Exercise prompt
In the data below, work out how many lines include the string "blue". Only the number should be given.

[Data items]
-- -- --
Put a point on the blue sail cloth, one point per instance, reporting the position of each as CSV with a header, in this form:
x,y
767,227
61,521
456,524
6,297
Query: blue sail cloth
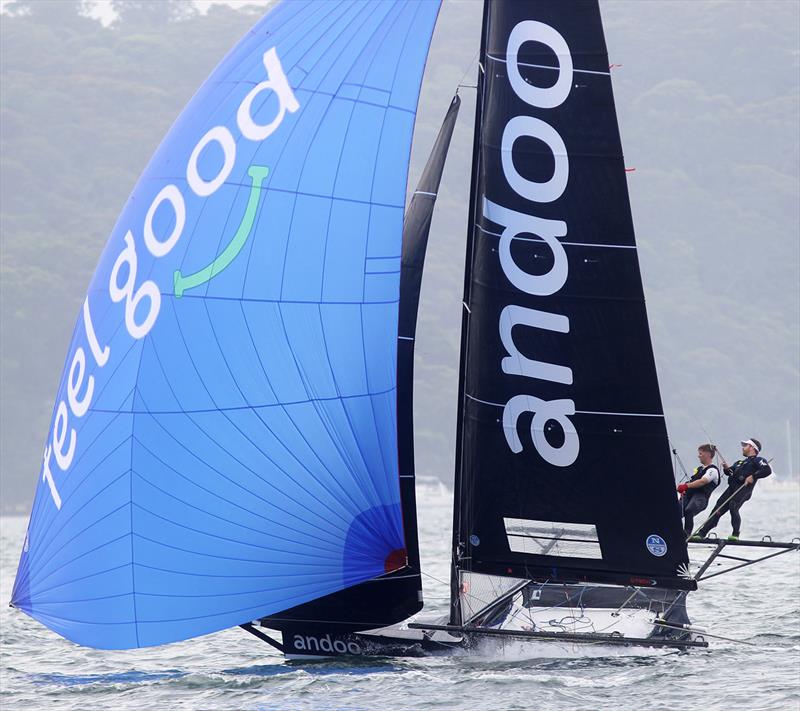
-- -- --
Solution for this problem
2